* **演習の指示**
1. 豊島事件の抜粋のうち、「1. 豊島事件における自治体行政の問題点」から「したという状況ではなかった。」までを、両端を含めて一字一句そのまま書き写してください。
2. 豊島事件の抜粋を、最後の文の後から書き継いでください。

* **抜粋本文**
* * *

【代表レポート】

豊島事件と自治体行政

香川県本部/香川県職員労働組合

1. 豊島事件における自治体行政の問題点

(1) 豊島事件における行政組織の無謬性(公害調停での答弁書より)
  ① 県知事、その補助職員は豊島観光、経営者の違法行為に加担したり、これを容認したことはない。また、申請人住民に健康上、生活上、または精神上の損害を与えたこともない。
  ② 豊島観光のミミズによる土壌改良剤化処分業は1983年頃には余り活発に行われているようではなかったが、完全に廃止したという状況ではなかった。
    1983、4年当時、豊島観光からシュレッダーダストは金属を回収する目的で購入契約を締結しているとの説明があり、現に購入契約書も示されていたこと、金属回収の分別の作業が実際に行われていたこと、それが売却されている旨説明されたこと、から廃棄物ではないと認定したのであって、県の判断は誤りではない。廃棄物か否かを採算性によって判断するには、経営者の経営状況を知る必要があるが、これは知事の権限からみてむずかしいことである。

* * *

* **データセット行**
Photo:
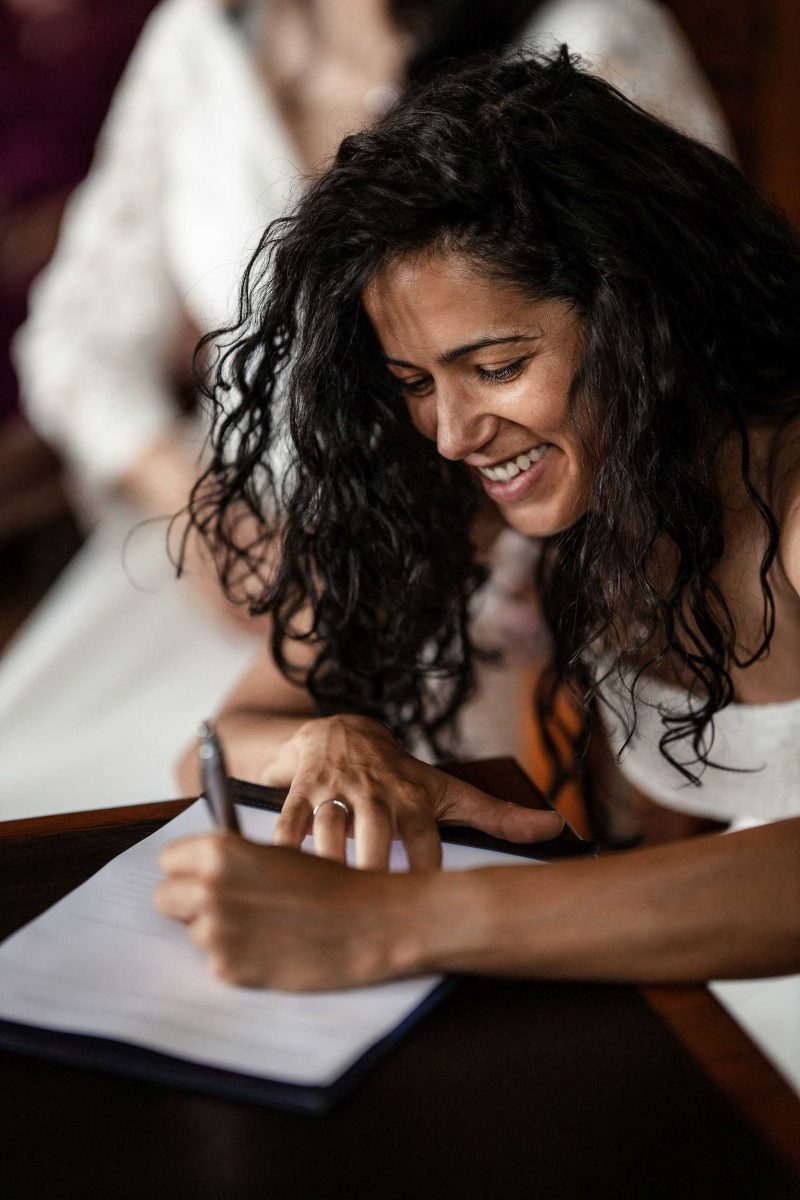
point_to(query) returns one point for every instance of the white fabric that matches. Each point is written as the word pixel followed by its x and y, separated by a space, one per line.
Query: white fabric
pixel 639 47
pixel 110 679
pixel 758 739
pixel 191 165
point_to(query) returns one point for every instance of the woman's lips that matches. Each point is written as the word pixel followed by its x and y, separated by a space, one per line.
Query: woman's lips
pixel 522 486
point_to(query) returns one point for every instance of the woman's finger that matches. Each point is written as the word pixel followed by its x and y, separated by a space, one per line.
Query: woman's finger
pixel 421 839
pixel 330 827
pixel 293 821
pixel 501 819
pixel 373 838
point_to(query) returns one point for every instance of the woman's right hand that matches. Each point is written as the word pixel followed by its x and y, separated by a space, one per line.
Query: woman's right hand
pixel 389 793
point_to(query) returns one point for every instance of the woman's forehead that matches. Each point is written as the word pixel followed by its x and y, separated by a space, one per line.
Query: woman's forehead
pixel 433 303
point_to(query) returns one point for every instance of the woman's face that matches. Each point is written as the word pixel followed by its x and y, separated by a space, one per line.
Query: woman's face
pixel 486 375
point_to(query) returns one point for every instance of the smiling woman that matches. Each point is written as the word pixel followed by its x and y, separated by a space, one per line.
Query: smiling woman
pixel 498 402
pixel 517 295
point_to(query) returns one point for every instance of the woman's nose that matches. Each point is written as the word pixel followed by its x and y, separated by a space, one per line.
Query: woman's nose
pixel 461 427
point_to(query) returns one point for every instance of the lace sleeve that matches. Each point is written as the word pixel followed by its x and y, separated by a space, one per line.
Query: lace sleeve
pixel 94 357
pixel 639 47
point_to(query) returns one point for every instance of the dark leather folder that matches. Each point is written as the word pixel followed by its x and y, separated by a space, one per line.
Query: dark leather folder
pixel 499 777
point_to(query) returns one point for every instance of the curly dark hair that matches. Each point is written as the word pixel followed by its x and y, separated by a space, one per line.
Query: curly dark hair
pixel 687 287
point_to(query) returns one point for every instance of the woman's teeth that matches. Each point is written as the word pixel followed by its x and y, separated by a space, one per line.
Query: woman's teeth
pixel 505 471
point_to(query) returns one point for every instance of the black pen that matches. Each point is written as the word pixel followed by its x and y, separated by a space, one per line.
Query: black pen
pixel 217 791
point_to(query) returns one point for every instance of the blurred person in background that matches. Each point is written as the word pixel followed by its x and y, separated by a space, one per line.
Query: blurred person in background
pixel 59 64
pixel 221 113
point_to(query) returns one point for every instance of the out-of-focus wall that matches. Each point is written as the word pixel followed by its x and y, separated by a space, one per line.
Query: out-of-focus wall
pixel 750 51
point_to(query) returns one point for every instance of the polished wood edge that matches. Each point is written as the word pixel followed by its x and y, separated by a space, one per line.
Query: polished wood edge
pixel 734 1063
pixel 696 1018
pixel 92 819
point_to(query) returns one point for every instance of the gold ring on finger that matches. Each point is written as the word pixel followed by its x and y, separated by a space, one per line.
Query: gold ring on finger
pixel 338 804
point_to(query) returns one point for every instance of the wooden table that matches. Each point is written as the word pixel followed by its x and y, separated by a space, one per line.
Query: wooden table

* * *

* **課題別の解答**
1.
1. 豊島事件における自治体行政の問題点

(1) 豊島事件における行政組織の無謬性(公害調停での答弁書より)
  ① 県知事、その補助職員は豊島観光、経営者の違法行為に加担したり、これを容認したことはない。また、申請人住民に健康上、生活上、または精神上の損害を与えたこともない。
  ② 豊島観光のミミズによる土壌改良剤化処分業は1983年頃には余り活発に行われているようではなかったが、完全に廃止したという状況ではなかった。

2.
  ③ 知事は豊島観光に対し、1990年12月に措置命令を出したことにより、1993年2月頃までにはシュレッダーダスト、製紙汚泥以外の物はおおむね撤去が終了し、処分地の生活環境に支障を及ぼすおそれは格段に減少している。
  ④ 処分地またはその周辺について、県が調査した結果等によれば、有害物質が周辺住民に被害を及ぼす程度に存在しているとは考えられない。
  ⑤ 知事ないし補助職員が廃棄物処理法上の権利行使に当たり、いかなる違法行為も行ってはいないから、申請人住民の請求には応じられない。

(2) 豊島事件における自治体職員の立場
  ① 91.2の香川県職員の供述調書では、「申請者は、県内の廃棄物処理業者の中でも一番の乱暴者であり、口が達者な上、知恵も働く人として有名であったため、強い指導ができなかった。」とされており、担当者として違法性の認識があったにもかかわらず、行政組織としての対応には踏み込めていない。
  ② 機関委任事務として厚生省が法律の解釈権を持っており、「廃棄物」そのものの解釈が次々と変わる等、法的整備が未熟(後追い)なままの通達行政では、国の示す基準を超えての指導はできにくい。
  ③ 「300円で物を買い2,000円の運搬費用を受け取る」とした仕組みにおいて、買う物(廃棄物)を有価物と判断したことは明らかに誤っており、また処理能力の面からも10年以上も必要とされる量の投棄を見過ごしてきた判断も、いわゆる「ことなかれ」主義である。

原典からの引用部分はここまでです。